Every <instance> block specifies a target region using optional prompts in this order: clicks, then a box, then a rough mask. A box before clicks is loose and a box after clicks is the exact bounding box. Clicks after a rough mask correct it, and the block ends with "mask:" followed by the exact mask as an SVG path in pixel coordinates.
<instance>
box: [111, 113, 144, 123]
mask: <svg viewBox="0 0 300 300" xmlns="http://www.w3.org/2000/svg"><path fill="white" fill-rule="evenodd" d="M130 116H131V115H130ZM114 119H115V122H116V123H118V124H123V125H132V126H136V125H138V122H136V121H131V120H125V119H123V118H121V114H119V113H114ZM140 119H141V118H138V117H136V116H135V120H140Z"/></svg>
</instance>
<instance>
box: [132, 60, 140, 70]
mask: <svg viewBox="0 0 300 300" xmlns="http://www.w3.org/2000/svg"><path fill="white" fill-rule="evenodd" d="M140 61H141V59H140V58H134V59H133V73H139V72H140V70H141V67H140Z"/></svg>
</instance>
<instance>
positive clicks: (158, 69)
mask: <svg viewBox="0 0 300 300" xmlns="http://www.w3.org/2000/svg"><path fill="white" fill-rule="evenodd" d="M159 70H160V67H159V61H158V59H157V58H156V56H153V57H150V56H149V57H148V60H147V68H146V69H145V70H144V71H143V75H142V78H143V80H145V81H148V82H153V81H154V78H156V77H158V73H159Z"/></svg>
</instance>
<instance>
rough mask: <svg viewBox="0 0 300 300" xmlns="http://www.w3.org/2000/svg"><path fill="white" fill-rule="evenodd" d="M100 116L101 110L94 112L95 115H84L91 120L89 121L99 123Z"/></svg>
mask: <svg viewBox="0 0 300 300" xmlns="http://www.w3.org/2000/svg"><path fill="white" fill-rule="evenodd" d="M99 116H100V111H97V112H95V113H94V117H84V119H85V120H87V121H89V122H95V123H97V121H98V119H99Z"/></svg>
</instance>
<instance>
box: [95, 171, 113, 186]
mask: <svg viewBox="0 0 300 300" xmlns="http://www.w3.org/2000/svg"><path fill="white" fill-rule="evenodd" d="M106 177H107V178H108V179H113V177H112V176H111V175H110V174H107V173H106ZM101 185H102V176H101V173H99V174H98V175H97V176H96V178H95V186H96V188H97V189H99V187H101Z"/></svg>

*WHAT YOU ARE ASKED TO DO*. Exactly reproduce every line found in the records.

*SOLUTION*.
Every <instance> block specifies a target region using optional prompts in this order: clicks, then a box, then a rough mask. A box before clicks is loose and a box after clicks is the exact bounding box. Clicks after a rough mask correct it, and the block ends with "mask:" followed by the exact mask as an SVG path in pixel coordinates.
<instance>
box: [111, 113, 144, 123]
mask: <svg viewBox="0 0 300 300" xmlns="http://www.w3.org/2000/svg"><path fill="white" fill-rule="evenodd" d="M130 116H131V115H130ZM114 119H115V122H116V123H118V124H123V125H132V126H136V125H138V122H136V121H131V120H125V119H123V118H121V114H119V113H114ZM140 119H141V118H138V117H136V116H135V120H140Z"/></svg>
</instance>
<instance>
box: [132, 60, 140, 70]
mask: <svg viewBox="0 0 300 300" xmlns="http://www.w3.org/2000/svg"><path fill="white" fill-rule="evenodd" d="M140 61H141V59H140V58H134V59H133V73H139V72H140V70H141V67H140Z"/></svg>
</instance>
<instance>
positive clicks: (158, 69)
mask: <svg viewBox="0 0 300 300" xmlns="http://www.w3.org/2000/svg"><path fill="white" fill-rule="evenodd" d="M159 70H160V67H159V61H158V59H157V58H156V56H153V57H150V56H149V57H148V60H147V68H146V69H145V70H144V71H143V75H142V78H143V80H145V81H148V82H153V81H154V78H156V77H158V73H159Z"/></svg>
</instance>
<instance>
rough mask: <svg viewBox="0 0 300 300" xmlns="http://www.w3.org/2000/svg"><path fill="white" fill-rule="evenodd" d="M100 116L101 110L94 112L95 115H84L91 120L89 121L99 123Z"/></svg>
mask: <svg viewBox="0 0 300 300" xmlns="http://www.w3.org/2000/svg"><path fill="white" fill-rule="evenodd" d="M99 116H100V111H97V112H95V113H94V117H84V119H85V120H87V121H89V122H95V123H97V121H98V119H99Z"/></svg>
</instance>
<instance>
box: [95, 171, 113, 186]
mask: <svg viewBox="0 0 300 300" xmlns="http://www.w3.org/2000/svg"><path fill="white" fill-rule="evenodd" d="M106 177H107V178H108V179H113V177H112V176H111V175H110V174H107V173H106ZM101 185H102V176H101V173H99V174H98V175H97V176H96V178H95V186H96V188H97V189H99V187H101Z"/></svg>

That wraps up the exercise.